- [SUPPLIED MATERIAL]:

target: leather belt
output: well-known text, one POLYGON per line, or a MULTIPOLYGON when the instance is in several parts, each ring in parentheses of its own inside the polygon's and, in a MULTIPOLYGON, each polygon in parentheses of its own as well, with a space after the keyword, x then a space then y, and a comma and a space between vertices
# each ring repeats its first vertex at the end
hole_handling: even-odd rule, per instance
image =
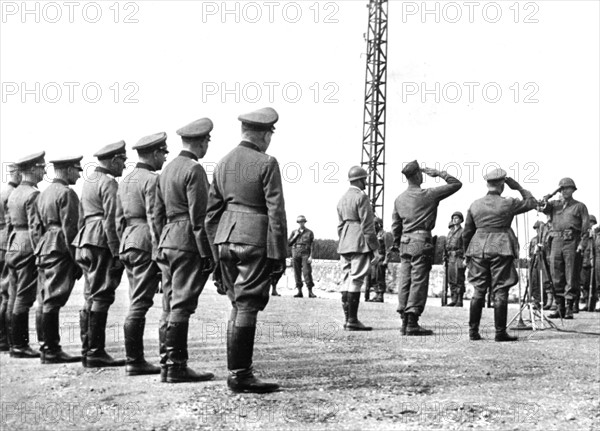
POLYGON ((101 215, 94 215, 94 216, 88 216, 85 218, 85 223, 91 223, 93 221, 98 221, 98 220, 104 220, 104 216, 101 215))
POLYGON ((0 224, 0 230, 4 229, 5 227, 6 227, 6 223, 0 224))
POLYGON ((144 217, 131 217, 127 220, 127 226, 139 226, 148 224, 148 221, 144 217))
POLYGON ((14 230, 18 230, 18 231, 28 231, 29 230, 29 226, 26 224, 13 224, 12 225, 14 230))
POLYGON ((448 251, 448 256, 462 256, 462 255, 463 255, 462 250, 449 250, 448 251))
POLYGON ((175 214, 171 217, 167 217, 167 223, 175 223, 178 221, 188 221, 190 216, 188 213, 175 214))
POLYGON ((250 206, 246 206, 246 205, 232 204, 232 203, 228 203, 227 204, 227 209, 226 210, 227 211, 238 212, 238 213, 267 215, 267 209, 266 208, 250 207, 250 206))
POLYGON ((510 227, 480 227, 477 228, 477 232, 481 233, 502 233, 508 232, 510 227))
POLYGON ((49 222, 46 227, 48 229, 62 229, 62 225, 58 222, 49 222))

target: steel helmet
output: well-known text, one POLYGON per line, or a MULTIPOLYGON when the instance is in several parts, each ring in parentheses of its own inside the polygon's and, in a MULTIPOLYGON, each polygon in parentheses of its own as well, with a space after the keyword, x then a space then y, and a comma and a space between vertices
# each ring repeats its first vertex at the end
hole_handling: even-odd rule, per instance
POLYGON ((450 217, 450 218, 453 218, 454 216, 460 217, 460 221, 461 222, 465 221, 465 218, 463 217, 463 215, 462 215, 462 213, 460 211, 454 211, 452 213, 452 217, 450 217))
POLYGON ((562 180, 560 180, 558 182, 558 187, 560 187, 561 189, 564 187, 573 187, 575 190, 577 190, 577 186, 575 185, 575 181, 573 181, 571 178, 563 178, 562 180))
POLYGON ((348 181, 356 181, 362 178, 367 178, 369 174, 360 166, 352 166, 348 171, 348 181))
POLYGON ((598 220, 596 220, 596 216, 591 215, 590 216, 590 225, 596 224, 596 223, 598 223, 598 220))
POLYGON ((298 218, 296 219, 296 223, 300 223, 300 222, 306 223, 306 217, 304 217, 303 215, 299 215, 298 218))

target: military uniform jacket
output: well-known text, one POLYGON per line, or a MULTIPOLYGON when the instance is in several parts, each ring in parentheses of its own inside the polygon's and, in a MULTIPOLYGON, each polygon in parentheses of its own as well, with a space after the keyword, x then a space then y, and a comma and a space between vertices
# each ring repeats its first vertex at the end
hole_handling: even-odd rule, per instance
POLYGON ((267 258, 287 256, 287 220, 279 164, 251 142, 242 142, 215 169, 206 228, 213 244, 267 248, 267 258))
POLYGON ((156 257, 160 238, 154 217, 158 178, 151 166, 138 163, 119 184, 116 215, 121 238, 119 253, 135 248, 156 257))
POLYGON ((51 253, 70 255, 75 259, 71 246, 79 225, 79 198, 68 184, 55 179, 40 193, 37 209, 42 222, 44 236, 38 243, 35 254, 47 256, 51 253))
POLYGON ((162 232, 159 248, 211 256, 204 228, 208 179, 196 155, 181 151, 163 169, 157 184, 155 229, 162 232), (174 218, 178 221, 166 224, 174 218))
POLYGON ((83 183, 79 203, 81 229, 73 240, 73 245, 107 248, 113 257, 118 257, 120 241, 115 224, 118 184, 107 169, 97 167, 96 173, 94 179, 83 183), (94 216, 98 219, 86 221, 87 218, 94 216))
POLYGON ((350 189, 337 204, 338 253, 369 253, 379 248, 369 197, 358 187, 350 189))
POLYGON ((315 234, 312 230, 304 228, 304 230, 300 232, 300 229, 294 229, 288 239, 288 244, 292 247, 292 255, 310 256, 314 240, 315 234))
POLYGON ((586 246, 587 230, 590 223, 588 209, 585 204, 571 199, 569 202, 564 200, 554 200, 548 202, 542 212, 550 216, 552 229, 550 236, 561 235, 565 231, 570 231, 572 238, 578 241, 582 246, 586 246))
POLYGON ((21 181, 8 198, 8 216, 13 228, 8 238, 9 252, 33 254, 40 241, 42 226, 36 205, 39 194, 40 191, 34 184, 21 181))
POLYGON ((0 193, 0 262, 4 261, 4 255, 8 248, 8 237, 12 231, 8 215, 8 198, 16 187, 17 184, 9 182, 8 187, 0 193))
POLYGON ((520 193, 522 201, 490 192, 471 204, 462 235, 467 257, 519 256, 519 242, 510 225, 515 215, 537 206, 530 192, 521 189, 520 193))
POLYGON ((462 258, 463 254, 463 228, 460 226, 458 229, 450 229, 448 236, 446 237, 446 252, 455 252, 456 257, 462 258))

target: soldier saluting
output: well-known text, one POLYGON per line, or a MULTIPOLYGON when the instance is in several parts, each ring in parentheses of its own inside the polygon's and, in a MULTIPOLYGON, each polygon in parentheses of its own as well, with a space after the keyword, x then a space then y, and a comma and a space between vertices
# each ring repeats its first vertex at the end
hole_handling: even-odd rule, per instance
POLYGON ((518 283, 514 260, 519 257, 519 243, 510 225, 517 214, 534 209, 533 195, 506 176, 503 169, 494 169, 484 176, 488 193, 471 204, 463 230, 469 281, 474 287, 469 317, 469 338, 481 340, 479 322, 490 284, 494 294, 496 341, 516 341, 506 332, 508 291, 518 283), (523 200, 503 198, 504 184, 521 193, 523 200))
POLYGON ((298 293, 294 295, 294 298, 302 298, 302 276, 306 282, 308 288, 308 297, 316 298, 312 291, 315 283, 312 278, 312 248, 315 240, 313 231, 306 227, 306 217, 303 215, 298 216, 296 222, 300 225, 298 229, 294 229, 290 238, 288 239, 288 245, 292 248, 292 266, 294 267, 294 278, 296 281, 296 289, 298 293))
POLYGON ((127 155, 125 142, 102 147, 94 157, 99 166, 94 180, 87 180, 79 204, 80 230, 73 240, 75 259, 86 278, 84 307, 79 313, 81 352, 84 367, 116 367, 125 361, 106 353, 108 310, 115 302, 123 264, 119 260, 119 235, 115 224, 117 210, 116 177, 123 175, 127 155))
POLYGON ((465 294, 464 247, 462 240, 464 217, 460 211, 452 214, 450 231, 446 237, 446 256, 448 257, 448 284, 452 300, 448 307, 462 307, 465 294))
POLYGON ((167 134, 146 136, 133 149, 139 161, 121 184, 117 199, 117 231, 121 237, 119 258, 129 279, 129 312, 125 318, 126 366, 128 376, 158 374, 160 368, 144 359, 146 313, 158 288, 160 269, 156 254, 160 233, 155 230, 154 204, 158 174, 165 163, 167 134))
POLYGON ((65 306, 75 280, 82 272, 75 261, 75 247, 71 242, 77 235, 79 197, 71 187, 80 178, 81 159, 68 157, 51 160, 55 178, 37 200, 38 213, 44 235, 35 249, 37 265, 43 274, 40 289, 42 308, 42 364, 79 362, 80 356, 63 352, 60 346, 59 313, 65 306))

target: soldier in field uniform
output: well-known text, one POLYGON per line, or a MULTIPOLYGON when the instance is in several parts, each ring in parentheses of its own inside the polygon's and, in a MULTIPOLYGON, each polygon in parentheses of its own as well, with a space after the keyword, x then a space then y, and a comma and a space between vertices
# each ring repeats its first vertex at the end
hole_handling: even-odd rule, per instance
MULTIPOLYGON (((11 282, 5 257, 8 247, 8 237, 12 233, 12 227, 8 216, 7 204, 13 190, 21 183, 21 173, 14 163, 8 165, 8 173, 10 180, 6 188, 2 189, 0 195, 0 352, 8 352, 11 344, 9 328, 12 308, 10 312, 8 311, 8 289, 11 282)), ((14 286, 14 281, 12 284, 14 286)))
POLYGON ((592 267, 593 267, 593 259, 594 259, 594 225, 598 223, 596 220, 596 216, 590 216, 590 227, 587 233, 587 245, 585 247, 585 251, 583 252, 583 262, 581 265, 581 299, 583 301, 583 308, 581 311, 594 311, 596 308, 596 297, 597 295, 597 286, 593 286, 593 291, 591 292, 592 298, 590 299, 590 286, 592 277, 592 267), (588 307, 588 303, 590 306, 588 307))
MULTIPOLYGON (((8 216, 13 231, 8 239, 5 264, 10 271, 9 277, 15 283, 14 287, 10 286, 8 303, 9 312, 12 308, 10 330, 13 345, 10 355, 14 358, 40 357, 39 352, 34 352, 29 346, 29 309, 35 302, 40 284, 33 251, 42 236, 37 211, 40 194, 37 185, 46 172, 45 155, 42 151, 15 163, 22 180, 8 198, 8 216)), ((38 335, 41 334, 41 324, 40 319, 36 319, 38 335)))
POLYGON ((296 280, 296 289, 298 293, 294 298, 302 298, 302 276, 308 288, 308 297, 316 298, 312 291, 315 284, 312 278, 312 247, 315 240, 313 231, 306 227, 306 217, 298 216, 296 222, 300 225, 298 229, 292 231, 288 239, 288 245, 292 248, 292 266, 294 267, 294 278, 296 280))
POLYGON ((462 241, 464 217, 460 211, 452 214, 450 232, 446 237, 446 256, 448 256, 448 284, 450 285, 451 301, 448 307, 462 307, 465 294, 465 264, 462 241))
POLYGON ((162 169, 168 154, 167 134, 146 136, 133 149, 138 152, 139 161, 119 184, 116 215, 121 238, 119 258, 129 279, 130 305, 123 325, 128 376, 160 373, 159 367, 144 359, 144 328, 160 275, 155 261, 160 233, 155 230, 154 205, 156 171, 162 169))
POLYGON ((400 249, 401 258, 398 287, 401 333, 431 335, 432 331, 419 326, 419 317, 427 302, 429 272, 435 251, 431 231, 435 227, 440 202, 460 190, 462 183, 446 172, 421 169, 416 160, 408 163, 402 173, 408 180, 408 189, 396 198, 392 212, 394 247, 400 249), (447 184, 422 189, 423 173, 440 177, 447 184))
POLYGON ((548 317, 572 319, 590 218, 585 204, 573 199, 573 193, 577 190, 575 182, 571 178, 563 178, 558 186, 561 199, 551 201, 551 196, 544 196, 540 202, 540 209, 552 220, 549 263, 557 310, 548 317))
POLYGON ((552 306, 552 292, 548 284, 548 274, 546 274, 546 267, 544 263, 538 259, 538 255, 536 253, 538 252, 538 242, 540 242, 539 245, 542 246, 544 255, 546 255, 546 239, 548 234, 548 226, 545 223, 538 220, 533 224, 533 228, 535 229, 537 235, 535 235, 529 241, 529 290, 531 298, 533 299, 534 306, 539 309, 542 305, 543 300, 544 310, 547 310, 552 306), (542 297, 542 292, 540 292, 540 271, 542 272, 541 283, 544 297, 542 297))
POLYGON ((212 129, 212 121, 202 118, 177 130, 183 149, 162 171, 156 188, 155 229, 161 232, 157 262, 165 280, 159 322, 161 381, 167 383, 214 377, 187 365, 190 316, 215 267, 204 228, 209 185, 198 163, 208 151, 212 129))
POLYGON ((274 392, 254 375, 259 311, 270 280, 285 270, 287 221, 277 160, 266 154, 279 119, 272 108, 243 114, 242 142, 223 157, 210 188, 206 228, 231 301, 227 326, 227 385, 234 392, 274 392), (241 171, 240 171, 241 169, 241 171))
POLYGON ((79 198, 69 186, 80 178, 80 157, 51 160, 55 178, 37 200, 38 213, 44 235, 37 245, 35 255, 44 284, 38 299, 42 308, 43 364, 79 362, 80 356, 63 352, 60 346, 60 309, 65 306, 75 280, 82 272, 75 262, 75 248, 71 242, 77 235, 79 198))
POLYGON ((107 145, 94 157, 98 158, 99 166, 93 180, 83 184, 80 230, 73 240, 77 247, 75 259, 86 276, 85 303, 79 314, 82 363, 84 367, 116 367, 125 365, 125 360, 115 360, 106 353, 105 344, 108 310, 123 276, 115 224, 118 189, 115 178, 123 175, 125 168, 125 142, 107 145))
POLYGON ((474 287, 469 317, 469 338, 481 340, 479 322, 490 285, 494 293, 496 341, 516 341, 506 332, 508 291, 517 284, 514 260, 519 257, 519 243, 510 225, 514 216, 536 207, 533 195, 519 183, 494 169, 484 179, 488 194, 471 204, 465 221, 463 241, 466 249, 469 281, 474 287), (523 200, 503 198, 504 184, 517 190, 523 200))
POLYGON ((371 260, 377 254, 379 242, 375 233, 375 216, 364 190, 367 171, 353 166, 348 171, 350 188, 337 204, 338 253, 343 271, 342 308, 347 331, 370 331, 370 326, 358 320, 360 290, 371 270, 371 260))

- [WHAT YOU HAVE TO DO]: Only the lines holding the string "soldier" are needed; copy each of them from the material above.

- [YOUR SOLUTION]:
target: soldier saluting
target: soldier in field uniform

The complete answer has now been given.